# WHAT TO DO
Examine the entries and show every line in which the word "pencil" is found.

# RECORDS TO PROCESS
╭──

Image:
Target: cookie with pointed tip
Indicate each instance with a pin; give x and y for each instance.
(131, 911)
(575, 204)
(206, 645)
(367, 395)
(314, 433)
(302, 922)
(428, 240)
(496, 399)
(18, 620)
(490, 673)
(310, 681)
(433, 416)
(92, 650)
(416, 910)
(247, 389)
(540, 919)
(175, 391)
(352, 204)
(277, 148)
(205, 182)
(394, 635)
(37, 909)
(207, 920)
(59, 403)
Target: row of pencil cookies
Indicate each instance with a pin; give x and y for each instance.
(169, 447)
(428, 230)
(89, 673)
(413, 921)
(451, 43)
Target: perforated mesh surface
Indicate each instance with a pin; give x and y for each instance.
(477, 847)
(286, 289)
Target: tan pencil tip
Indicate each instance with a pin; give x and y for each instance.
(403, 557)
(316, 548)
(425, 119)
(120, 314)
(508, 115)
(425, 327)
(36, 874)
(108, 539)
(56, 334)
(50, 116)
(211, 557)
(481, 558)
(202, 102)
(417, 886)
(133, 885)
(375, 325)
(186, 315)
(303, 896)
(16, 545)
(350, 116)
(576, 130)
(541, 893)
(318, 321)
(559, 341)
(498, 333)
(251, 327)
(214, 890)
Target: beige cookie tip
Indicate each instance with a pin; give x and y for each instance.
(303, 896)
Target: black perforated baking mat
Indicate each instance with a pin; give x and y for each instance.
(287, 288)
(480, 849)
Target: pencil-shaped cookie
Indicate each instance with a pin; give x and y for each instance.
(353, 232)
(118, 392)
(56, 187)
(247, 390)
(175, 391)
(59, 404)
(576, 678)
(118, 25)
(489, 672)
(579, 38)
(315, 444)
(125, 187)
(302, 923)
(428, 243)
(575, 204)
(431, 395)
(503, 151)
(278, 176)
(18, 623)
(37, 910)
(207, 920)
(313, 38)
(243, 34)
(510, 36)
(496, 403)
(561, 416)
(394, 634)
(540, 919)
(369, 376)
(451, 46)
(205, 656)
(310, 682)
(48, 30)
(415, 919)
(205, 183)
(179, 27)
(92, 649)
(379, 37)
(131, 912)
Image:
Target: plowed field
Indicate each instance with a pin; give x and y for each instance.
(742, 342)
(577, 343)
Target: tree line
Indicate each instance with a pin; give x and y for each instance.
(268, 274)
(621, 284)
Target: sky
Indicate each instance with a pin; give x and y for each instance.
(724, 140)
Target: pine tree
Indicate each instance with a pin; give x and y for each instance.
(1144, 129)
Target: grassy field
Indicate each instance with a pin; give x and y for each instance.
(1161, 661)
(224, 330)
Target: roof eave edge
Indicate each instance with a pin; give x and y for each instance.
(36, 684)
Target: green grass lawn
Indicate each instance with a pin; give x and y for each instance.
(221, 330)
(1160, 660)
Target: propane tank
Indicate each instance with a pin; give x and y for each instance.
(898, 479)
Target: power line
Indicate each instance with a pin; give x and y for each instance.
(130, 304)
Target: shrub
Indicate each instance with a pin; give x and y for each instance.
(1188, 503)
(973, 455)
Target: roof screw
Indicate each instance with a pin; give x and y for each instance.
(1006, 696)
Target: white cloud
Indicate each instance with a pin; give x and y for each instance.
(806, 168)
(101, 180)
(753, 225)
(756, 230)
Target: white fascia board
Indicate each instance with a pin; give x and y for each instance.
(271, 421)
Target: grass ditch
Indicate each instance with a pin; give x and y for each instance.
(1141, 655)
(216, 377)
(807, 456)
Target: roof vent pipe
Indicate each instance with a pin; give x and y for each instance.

╰──

# YOUR SOLUTION
Target: row of pencil cookies
Target: tan pencil tip
Target: pencil-shaped cookie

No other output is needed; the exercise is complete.